Given records =>
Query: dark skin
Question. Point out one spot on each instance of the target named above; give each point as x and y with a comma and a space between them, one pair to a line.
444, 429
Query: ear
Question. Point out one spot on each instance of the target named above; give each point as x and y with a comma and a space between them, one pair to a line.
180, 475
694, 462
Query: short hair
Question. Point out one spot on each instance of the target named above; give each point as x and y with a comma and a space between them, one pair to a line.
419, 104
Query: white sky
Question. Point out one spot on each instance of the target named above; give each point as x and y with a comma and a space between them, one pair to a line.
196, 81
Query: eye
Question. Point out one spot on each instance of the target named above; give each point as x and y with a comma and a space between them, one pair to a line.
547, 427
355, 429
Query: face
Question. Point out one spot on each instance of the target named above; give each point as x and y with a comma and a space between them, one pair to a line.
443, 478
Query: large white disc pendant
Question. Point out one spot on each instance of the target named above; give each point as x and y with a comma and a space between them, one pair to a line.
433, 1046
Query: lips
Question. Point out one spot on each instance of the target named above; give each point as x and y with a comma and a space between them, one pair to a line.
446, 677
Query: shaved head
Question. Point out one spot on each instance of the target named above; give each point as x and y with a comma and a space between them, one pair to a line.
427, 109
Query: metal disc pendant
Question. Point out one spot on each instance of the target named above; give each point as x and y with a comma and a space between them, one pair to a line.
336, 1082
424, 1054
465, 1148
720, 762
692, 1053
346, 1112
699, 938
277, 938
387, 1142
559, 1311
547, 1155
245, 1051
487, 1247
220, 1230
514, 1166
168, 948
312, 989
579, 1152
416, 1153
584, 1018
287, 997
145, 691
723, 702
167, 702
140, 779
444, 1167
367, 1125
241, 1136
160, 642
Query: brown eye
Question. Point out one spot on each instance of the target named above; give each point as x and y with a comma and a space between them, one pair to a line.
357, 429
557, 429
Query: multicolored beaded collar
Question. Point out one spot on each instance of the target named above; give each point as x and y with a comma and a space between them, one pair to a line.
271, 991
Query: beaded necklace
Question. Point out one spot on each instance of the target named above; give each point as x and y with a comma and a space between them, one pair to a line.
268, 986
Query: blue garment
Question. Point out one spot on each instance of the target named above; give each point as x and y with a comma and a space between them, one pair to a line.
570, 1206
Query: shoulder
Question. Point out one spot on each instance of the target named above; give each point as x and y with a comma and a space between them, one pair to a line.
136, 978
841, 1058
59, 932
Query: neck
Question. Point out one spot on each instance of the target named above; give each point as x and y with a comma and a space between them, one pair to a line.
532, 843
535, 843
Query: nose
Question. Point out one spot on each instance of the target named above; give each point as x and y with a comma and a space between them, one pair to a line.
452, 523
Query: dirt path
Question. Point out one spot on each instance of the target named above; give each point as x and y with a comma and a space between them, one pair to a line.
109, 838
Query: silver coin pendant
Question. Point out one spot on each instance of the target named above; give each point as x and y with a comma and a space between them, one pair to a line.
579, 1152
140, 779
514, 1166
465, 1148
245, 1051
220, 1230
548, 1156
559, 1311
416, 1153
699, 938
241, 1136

The task =>
Format the records from the line containing "Query: neck" through the end of the records, both ends included, as a JSON list of strings with one string per line and no blank lines.

Task output =>
[
  "Query: neck",
  "Question. Point out one spot on each instance of the target named above; give each point as x and y with a comma and a space between them, one pair to a line.",
  "532, 843",
  "535, 843",
  "Query: nose",
  "Question. Point out one spot on each instance of the target named above; give each point as x and y with a comma and a space between them, one pair to a line.",
  "452, 523",
  "Query: dirt path",
  "Question. Point out one spot on each instance of the target named above; give each point as x and y with a comma and a space between them, one pair to a line.",
  "109, 838",
  "Query: silver coin pendant",
  "Question. Point out one spot on each instance of the target named above; give each point as x and y with a comma and a space between them, one pair to a line.",
  "579, 1152",
  "140, 779",
  "514, 1166",
  "465, 1148",
  "245, 1051",
  "220, 1230",
  "548, 1156",
  "559, 1311",
  "416, 1153",
  "699, 938",
  "241, 1136"
]